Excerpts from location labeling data

---

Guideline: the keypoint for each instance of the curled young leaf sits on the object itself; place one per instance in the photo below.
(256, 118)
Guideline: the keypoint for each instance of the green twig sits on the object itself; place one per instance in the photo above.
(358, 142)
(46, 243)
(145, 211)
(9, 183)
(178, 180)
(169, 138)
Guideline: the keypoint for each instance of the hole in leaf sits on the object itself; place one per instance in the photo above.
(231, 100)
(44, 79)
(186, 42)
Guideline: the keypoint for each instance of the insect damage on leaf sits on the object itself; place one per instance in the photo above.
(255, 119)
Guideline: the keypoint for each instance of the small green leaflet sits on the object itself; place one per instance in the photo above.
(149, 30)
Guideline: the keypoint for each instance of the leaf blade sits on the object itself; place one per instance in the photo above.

---

TO BE DONE: Write out each of the entries above word for word, keeping their order.

EXPECTED OUTPUT:
Guideline: the keypoint for each instance of the curled young leaf sits on the object itself; place one per instance in the photo below.
(256, 118)
Guideline: the keypoint for each instance of the green twig sits on the object itself; place one per instance in the photo above.
(358, 142)
(46, 243)
(145, 211)
(9, 183)
(178, 180)
(169, 138)
Guideline: the keypoint for each instance of the hole in leaf sits on the object itself; place one per instance in the photo above.
(231, 100)
(44, 79)
(186, 42)
Guideline: the keypoint for each instance of the insect damage on leaf sits on the object itself; place one per instance in the photo above.
(255, 119)
Guideline: the keypoint for each instance of the small green leaflet sits on the object itself; place one per instance in the photo above.
(149, 30)
Guideline: the keypoint for each instance of the leaf blade sits on the object itself; place one per instance in the photo above.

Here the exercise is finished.